### Consigne a
Dans le texte sur la discrimination positive, relevez les moyens par lesquels l'État mène sa politique sélective envers certaines populations.

────

Les sociétés démocratiques ont pour principe l’égalité de traitement ; dans la réalité, le principe est malmené.
Le terme de discrimination positive correspond à l’idée qui va dans le même esprit que celui de l’ « affirmativ action » aux USA, principe mis en place depuis une trentaine d’année. Il s’agit d’accorder un traitement plus favorable à certaines catégories de population ; de rétablir le principe d’égalité de traitement qui se trouve malmené.
On y fait référence depuis une vingtaine d’année en France au sein de la politique : aménagement du territoire ; politiques sociales…
Les ZEP créé il y a 24 ans en sont un exemple. Il s’agit de donner davantage de moyens à une situation pour que tout le monde soit traité de façon équitable.
Il existe un débat entre les principes d’équité et d’égalité. Cela a entraîné une politique sélective de l’État envers certaines populations par l’intermédiaire d’établissements publics, de politiques de soutien, de budget…
L’école, quelque part, est (est considérée comme) un passeport pour l’emploi, un outil d’égalité des chances face à l’emploi. En période de chômage, on se questionne sur l’efficacité du système scolaire et notamment sur les jeunes qui le quittent sans diplômes.

────

### Consigne b
Repérez dans les entrées chaque ligne contenant le mot « instance » et recopiez-la, s'il vous plaît. Tenez compte des majuscules et des minuscules.

### Données fournies

────

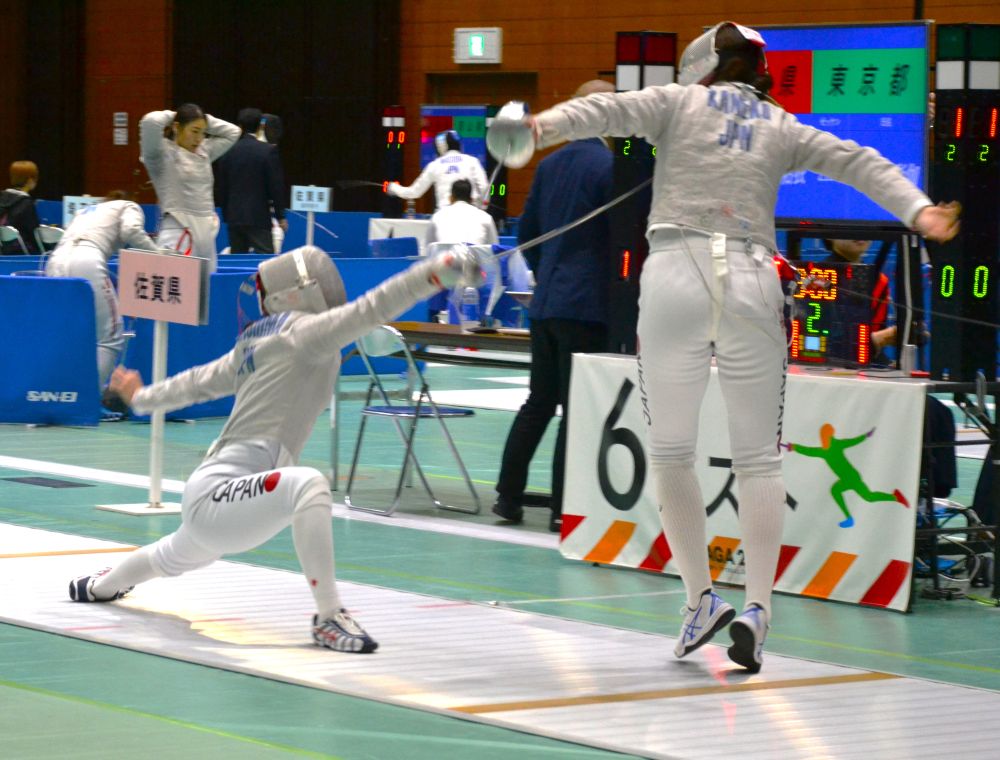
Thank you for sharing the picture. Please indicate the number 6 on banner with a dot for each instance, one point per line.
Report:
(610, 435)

────

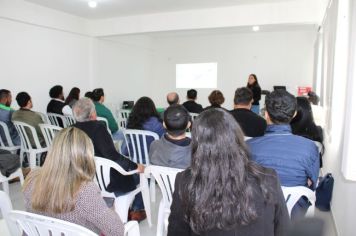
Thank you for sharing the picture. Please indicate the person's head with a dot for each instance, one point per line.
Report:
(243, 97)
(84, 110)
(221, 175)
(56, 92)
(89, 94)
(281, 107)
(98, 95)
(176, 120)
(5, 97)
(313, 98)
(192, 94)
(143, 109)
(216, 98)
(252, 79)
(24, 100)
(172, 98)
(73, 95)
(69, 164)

────

### Résultat a
- établissements publics
- politiques de soutien
- budget

### Résultat b
Thank you for sharing the picture. Please indicate the number 6 on banner with a dot for each instance, one point per line.
Thank you for sharing the picture. Please indicate the person's head with a dot for each instance, one point per line.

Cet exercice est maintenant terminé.